Exercise aim
Repeat the data that follows in full. Do not include the pictures.

Data records
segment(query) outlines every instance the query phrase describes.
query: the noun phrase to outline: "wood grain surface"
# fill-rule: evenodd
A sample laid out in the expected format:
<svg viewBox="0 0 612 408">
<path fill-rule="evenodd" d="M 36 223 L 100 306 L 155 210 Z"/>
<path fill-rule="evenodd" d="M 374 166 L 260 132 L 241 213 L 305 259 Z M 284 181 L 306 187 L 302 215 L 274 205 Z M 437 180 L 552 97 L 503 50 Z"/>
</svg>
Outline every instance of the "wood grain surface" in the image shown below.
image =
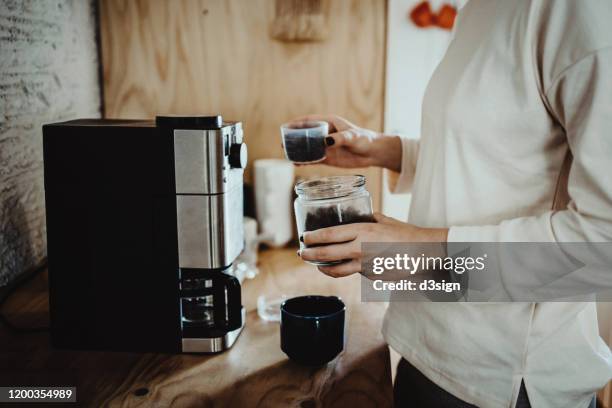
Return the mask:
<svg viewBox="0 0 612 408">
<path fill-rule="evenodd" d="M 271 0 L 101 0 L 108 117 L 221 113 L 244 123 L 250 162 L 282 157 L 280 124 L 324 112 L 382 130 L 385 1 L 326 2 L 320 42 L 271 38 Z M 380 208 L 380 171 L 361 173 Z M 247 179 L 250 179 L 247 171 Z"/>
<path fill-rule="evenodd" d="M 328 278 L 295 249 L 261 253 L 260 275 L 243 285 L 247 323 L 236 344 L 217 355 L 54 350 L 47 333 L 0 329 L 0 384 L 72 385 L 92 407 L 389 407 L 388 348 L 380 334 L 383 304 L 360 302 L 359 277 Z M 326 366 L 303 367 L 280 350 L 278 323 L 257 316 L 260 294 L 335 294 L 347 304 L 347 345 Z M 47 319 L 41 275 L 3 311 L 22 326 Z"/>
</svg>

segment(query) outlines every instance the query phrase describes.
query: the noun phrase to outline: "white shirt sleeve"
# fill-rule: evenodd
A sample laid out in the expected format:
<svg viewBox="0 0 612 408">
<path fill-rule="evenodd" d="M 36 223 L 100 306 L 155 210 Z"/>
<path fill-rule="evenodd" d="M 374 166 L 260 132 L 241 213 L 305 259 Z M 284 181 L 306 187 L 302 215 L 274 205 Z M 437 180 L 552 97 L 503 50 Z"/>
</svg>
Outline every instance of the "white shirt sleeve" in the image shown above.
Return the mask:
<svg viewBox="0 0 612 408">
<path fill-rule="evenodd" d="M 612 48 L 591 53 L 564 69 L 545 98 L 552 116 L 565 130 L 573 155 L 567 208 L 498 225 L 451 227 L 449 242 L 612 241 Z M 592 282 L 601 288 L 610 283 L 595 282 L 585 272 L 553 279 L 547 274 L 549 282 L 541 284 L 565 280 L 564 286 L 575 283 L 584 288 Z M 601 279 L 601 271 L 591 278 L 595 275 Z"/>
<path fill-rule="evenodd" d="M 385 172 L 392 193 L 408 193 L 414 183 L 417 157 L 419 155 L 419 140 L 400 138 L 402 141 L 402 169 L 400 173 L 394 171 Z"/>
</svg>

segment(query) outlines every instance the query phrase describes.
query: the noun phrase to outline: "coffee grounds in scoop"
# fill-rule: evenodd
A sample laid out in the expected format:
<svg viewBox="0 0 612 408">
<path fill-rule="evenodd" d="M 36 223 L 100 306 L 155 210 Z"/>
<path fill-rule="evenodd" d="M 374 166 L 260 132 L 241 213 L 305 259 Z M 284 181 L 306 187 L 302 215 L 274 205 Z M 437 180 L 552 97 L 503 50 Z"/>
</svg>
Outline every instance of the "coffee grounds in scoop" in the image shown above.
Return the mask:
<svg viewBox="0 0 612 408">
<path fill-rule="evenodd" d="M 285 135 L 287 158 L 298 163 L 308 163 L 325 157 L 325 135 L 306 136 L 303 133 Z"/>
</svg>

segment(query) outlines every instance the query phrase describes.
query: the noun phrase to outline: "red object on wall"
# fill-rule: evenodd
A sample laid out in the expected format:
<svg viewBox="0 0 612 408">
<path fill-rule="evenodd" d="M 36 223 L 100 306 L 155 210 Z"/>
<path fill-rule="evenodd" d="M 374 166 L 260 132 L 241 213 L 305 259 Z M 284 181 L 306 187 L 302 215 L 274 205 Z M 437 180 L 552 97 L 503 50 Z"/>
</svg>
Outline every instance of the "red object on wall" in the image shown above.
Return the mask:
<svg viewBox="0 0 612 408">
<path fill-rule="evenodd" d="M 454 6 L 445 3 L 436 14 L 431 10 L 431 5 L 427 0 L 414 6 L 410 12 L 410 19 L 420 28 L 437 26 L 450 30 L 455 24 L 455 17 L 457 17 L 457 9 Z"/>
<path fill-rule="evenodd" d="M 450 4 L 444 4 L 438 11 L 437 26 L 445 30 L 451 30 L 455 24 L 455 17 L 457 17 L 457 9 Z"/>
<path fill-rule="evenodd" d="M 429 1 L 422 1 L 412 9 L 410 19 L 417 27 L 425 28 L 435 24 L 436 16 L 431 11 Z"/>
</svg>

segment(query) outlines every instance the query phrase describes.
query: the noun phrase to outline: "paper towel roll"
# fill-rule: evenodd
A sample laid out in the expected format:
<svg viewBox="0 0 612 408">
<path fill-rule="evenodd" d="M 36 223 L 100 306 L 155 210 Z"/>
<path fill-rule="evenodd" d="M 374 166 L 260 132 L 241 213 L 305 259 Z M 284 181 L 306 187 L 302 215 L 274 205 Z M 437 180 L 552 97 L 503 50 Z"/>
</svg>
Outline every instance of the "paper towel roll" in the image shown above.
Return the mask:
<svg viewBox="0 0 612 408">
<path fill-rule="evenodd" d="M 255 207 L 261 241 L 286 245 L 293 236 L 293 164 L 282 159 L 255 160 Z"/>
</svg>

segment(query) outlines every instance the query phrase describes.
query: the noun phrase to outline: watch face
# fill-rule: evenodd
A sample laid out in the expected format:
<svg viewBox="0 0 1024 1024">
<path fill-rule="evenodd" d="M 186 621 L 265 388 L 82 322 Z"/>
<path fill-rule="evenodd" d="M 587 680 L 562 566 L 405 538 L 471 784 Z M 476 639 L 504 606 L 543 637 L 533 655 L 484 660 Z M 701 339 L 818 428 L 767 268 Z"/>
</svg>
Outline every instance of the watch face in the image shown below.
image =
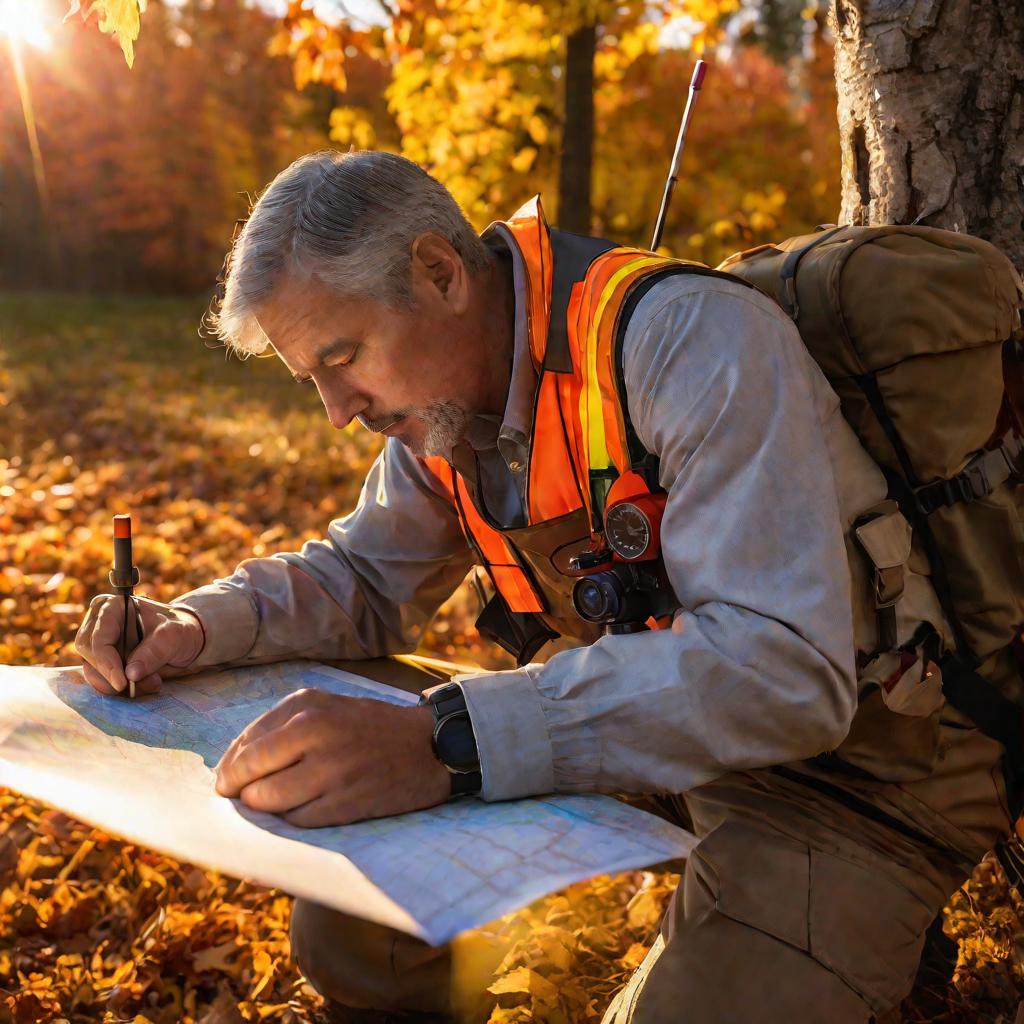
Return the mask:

Solution to this problem
segment(query) outlines every instance the query phrase describes.
query: the noun phrase to outline: "wood grain surface"
# fill-rule: evenodd
A sample laid out in the expected format:
<svg viewBox="0 0 612 408">
<path fill-rule="evenodd" d="M 36 223 L 100 306 L 155 210 Z"/>
<path fill-rule="evenodd" d="M 374 166 L 260 132 L 241 213 L 305 259 Z M 284 181 L 306 187 L 302 215 L 274 205 Z M 437 180 L 552 97 L 503 50 Z"/>
</svg>
Outline every instance of the "wood grain surface" in the image shown below.
image =
Return the mask:
<svg viewBox="0 0 612 408">
<path fill-rule="evenodd" d="M 271 0 L 101 0 L 108 117 L 221 113 L 244 123 L 250 162 L 282 157 L 280 124 L 324 112 L 382 130 L 385 1 L 326 2 L 320 42 L 271 38 Z M 380 208 L 380 171 L 361 173 Z M 247 179 L 250 179 L 247 171 Z"/>
<path fill-rule="evenodd" d="M 328 278 L 295 249 L 261 253 L 260 275 L 243 285 L 247 323 L 236 344 L 217 355 L 54 350 L 47 333 L 0 329 L 0 384 L 72 385 L 92 407 L 389 407 L 388 348 L 380 334 L 383 304 L 360 302 L 359 277 Z M 326 366 L 303 367 L 280 350 L 278 323 L 257 316 L 260 294 L 335 294 L 347 304 L 347 345 Z M 47 319 L 41 275 L 3 311 L 22 326 Z"/>
</svg>

segment(query) outlines every instance the query phrase describes.
query: the noun phrase to outline: "white shirt sleeve"
# fill-rule: evenodd
A sample laid out in the expected format:
<svg viewBox="0 0 612 408">
<path fill-rule="evenodd" d="M 36 223 L 100 306 L 155 210 Z"/>
<path fill-rule="evenodd" d="M 374 166 L 260 132 L 241 213 L 305 259 Z M 284 181 L 306 187 L 302 215 L 274 205 Z M 437 180 L 552 97 L 503 50 Z"/>
</svg>
Outline every instance of the "white shirt sleeve" in the image shown above.
Return the mask:
<svg viewBox="0 0 612 408">
<path fill-rule="evenodd" d="M 612 48 L 591 53 L 564 69 L 545 98 L 552 116 L 565 130 L 573 155 L 567 208 L 498 225 L 451 227 L 449 242 L 612 241 Z M 592 282 L 601 288 L 610 283 L 595 282 L 585 272 L 553 279 L 547 274 L 549 282 L 541 284 L 565 280 L 564 286 L 575 283 L 584 288 Z M 601 279 L 601 271 L 591 278 L 595 275 Z"/>
<path fill-rule="evenodd" d="M 385 172 L 392 193 L 408 193 L 414 183 L 417 157 L 419 155 L 419 140 L 400 138 L 402 141 L 402 169 L 400 173 L 394 171 Z"/>
</svg>

segment(query) outlines every instance the query phrase describes.
query: the noun phrase to outline: "coffee grounds in scoop"
# fill-rule: evenodd
A sample laid out in the expected format:
<svg viewBox="0 0 612 408">
<path fill-rule="evenodd" d="M 36 223 L 100 306 L 155 210 Z"/>
<path fill-rule="evenodd" d="M 374 166 L 260 132 L 241 213 L 305 259 Z M 284 181 L 306 187 L 302 215 L 274 205 Z M 437 180 L 552 97 L 503 50 Z"/>
</svg>
Outline every instance of the "coffee grounds in scoop" in the image shown above.
Return the mask:
<svg viewBox="0 0 612 408">
<path fill-rule="evenodd" d="M 285 135 L 287 158 L 298 163 L 308 163 L 325 157 L 325 135 L 306 136 L 303 133 Z"/>
</svg>

segment(query) outlines every instance the query phrase describes.
query: the noun phrase to outline: "red object on wall"
# fill-rule: evenodd
A sample laid out in the expected format:
<svg viewBox="0 0 612 408">
<path fill-rule="evenodd" d="M 36 223 L 100 306 L 155 210 Z"/>
<path fill-rule="evenodd" d="M 374 166 L 260 132 L 241 213 L 305 259 Z M 284 181 L 306 187 L 302 215 L 274 205 Z M 437 180 L 552 97 L 503 50 Z"/>
</svg>
Outline every instance of the "red object on wall" in the image shown above.
Return the mask:
<svg viewBox="0 0 612 408">
<path fill-rule="evenodd" d="M 454 6 L 445 3 L 436 14 L 431 10 L 431 5 L 427 0 L 414 6 L 410 12 L 410 19 L 420 28 L 437 26 L 450 30 L 455 24 L 455 17 L 457 17 L 457 9 Z"/>
<path fill-rule="evenodd" d="M 450 4 L 444 4 L 438 11 L 437 26 L 445 30 L 451 30 L 455 24 L 455 17 L 457 17 L 457 9 Z"/>
<path fill-rule="evenodd" d="M 429 1 L 422 1 L 412 9 L 410 19 L 417 27 L 425 28 L 435 24 L 436 16 L 431 11 Z"/>
</svg>

segment(query) outlines every instance the query phrase describes.
query: the noun phrase to outline: "paper towel roll"
# fill-rule: evenodd
A sample laid out in the expected format:
<svg viewBox="0 0 612 408">
<path fill-rule="evenodd" d="M 36 223 L 100 306 L 155 210 Z"/>
<path fill-rule="evenodd" d="M 374 166 L 260 132 L 241 213 L 305 259 Z M 284 181 L 306 187 L 302 215 L 274 205 Z M 437 180 L 552 97 L 503 50 Z"/>
</svg>
Outline every instance of the "paper towel roll" in the image shown above.
Return the mask:
<svg viewBox="0 0 612 408">
<path fill-rule="evenodd" d="M 255 207 L 261 241 L 286 245 L 293 236 L 293 164 L 282 159 L 255 160 Z"/>
</svg>

segment(query) outlines every instance the query phrase describes.
query: the noun phrase to outline: watch face
# fill-rule: evenodd
A sample laid out in the expected format:
<svg viewBox="0 0 1024 1024">
<path fill-rule="evenodd" d="M 186 621 L 265 388 L 82 322 Z"/>
<path fill-rule="evenodd" d="M 587 680 L 562 566 L 405 538 L 471 784 Z M 476 639 L 504 606 L 543 637 L 533 655 L 484 660 Z M 701 339 L 818 428 L 767 268 Z"/>
</svg>
Outline every instance of the watch face in the image shown below.
image =
Return the mask:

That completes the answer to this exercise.